(PROVIDED TEXT begins)
L'Ombre de l'Olivier

The Shadow of the Olive Tree

being the maunderings of an Englishman on the Côte d'Azur

17 August 2007 Blog Home : August 2007 : Permalink

Small Scale Biofuel

Via slashdot and Baen's Bar I've come across a company that plans to genetically engineer bacteria to make hydrocarbons from vegetable matter. There are two article as Technology Review (here and here) that describe the business. From the first link:

...the company began speaking more openly about what it has accomplished: it has genetically engineered various bacteria, including E. coli, to custom-produce hydrocarbon chains.

To do this, the company is employing tools from the field of synthetic biology to modify the genetic pathways that bacteria, plants, and animals use to make fatty acids, one of the main ways that organisms store energy. Fatty acids are chains of carbon and hydrogen atoms strung together in a particular arrangement, with a carboxylic acid group made of carbon, hydrogen, and oxygen attached at one end. Take away the acid, and you're left with a hydrocarbon that can be made into fuel.

"I am very impressed with what they're doing," says James Collins, codirector of the Center for Advanced Biotechnology at Boston University. He calls the company's use of synthetic biology and systems biology to engineer hydrocarbon-producing bacteria "cutting edge."

There is in fact a second company that is working on a similar idea (earlier TR article) and there may be others. Currently these various companies are working on relatively costly food sources but they intend to find cheaper ones to use waste biomass:

LS9's current work uses sugar derived from corn kernels as the food source for the bacteria--the same source used by ethanol-producing yeast. To produce greater volumes of fuel, and to not have energy competing with food, both approaches will need to use cellulosic biomass, such as switchgrass, as the feedstock. Del Cardayre estimates that cellulosic biomass could produce about 2,000 gallons of renewable petroleum per acre.

As I commented at Baen's Bar, the great advantage about the modified E.Coli sort of approach is that it tends to scale down well. As in you can have one running in your back yard in a barrel sort of scale down. Now there is clearly a good deal of work to be done before we're at the final stage but eventually everyone ought to be able to take all the lawn cuttings and leaves and turn them into petrol.

Of course the problem is that you really really want such a system to not function at all at standard temp, pressure and atmostphere because if it does then a spill means a heap of E coli turning all the vegetable matter in the vicinity into oil. this is known as a Bad ThingTM, however it is highly likely that any process will actually be a multistage one with one bacterium doing a first stage breakdown and the second (or third) preducing the petrol or diesel you want at the end.

The catch so far seems to be in the cellulose breakdown part and anyone who can get a bacterium, yeast or other microorganism to take arbitrary cellulose and lignins and turn them into something softer (glucose for preference) in a simple manner is going to get very rich - assuming he isn't murdered by the Saudis or the Iranians first...

The obvious way to do this is to replicate the process that ruminants (cattle etc.) use in some artificial manner, possibly with a mechanical preprocessing stage act as more efficient teeth. The ruminant system would presumably also be a good source of biogas because, as I'm sure we're all aware, cows and other ruminants are a major source of methane. Whether the methane would be used to power the system or storred for some other function would clearly depend on how much is generated but either way the system ought not to generate more than just petrol. The propblem of course is that the ruminant system is a complex collection of protozoa, bacteria so it would be better if a simpler system could be found.
(PROVIDED TEXT ends)
» **EXERCISES TO COMPLETE**
[A] In the biofuel post, what does LS9 currently use as the food source for its bacteria?
[B] Please retype the stretch of the biofuel post from "As I commented" through "at the end.".
Nothing here requires the lines after this post.
(MATERIAL SHOWN begins)
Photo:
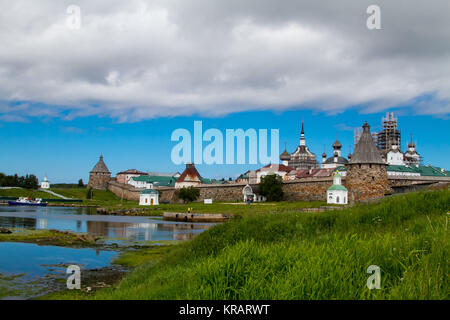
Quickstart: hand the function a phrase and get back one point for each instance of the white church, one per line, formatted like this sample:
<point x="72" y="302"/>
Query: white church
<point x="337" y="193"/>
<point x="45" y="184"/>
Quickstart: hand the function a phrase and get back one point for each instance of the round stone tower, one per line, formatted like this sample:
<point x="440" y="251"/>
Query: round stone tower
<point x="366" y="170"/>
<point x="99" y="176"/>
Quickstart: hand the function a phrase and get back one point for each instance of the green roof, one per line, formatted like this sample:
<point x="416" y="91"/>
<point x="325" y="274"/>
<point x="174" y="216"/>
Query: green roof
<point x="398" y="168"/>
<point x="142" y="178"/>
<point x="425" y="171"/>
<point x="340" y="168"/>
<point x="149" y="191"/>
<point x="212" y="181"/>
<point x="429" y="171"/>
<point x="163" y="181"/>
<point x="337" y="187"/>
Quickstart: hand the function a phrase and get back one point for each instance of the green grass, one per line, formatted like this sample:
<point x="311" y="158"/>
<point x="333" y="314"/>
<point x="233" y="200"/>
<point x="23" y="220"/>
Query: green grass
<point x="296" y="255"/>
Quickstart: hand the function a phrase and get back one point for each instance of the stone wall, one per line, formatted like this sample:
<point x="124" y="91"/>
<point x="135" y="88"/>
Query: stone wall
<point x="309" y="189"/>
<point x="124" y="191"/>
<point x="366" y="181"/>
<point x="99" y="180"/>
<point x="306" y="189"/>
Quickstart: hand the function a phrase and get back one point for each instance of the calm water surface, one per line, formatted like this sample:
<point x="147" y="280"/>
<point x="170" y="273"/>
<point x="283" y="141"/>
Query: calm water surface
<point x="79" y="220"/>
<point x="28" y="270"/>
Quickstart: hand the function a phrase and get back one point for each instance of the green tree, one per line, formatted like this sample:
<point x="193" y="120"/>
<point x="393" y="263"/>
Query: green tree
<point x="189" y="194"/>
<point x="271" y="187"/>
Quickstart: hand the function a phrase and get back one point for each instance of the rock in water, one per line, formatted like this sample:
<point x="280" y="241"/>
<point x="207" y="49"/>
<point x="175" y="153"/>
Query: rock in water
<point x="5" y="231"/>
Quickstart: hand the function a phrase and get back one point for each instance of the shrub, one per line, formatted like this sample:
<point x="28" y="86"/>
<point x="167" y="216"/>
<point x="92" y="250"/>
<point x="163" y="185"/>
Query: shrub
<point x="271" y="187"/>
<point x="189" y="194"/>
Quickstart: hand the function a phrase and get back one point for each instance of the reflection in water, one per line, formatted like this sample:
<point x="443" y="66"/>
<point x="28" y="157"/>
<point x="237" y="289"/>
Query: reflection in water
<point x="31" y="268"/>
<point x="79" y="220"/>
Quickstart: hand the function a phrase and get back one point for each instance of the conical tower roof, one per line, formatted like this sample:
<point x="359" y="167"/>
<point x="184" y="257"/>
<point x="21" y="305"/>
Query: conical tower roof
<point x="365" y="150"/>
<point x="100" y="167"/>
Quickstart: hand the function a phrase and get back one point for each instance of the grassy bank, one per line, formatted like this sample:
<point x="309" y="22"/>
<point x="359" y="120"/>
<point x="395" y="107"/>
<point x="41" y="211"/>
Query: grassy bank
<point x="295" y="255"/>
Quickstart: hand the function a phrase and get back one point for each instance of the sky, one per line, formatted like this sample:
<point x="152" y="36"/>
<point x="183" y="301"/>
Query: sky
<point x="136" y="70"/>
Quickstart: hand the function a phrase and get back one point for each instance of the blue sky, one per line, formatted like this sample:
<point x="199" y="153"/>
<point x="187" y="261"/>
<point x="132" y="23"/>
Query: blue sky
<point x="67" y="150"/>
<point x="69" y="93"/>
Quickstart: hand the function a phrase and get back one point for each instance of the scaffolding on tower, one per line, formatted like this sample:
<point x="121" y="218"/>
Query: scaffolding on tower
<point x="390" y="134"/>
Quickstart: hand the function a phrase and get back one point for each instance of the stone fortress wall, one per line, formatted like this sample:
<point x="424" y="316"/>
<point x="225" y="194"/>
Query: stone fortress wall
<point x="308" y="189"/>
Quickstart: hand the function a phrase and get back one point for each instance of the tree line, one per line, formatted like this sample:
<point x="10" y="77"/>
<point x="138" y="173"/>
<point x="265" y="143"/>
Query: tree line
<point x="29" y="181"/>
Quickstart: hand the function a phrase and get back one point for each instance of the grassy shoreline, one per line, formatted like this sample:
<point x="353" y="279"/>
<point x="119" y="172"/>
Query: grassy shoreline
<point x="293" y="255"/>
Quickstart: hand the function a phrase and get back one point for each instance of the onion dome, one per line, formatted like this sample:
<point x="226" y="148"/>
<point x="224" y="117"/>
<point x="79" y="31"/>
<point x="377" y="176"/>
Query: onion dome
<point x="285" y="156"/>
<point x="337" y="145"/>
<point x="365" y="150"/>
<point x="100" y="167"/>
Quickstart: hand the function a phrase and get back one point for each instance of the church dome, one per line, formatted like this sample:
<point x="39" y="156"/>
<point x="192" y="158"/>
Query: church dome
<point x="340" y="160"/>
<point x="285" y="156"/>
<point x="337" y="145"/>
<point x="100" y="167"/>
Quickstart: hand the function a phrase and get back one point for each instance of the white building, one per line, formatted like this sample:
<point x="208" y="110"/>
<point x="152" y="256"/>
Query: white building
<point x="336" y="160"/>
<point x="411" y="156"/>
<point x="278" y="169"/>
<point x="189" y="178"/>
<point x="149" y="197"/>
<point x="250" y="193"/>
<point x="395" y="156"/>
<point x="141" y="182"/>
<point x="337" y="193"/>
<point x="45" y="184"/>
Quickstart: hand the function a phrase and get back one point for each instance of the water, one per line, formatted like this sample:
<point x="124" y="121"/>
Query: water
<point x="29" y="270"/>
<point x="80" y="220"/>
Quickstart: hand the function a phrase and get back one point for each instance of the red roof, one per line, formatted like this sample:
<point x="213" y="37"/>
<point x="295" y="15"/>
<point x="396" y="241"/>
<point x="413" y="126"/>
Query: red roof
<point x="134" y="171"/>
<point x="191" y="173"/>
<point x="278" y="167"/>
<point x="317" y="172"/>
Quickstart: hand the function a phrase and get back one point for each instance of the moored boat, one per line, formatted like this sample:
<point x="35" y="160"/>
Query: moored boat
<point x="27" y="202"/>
(MATERIAL SHOWN ends)
» **ANSWERS IN ORDER**
[A] Sugar derived from corn kernels.

[B]
As I commented at Baen's Bar, the great advantage about the modified E.Coli sort of approach is that it tends to scale down well. As in you can have one running in your back yard in a barrel sort of scale down. Now there is clearly a good deal of work to be done before we're at the final stage but eventually everyone ought to be able to take all the lawn cuttings and leaves and turn them into petrol.

Of course the problem is that you really really want such a system to not function at all at standard temp, pressure and atmostphere because if it does then a spill means a heap of E coli turning all the vegetable matter in the vicinity into oil. this is known as a Bad ThingTM, however it is highly likely that any process will actually be a multistage one with one bacterium doing a first stage breakdown and the second (or third) preducing the petrol or diesel you want at the end.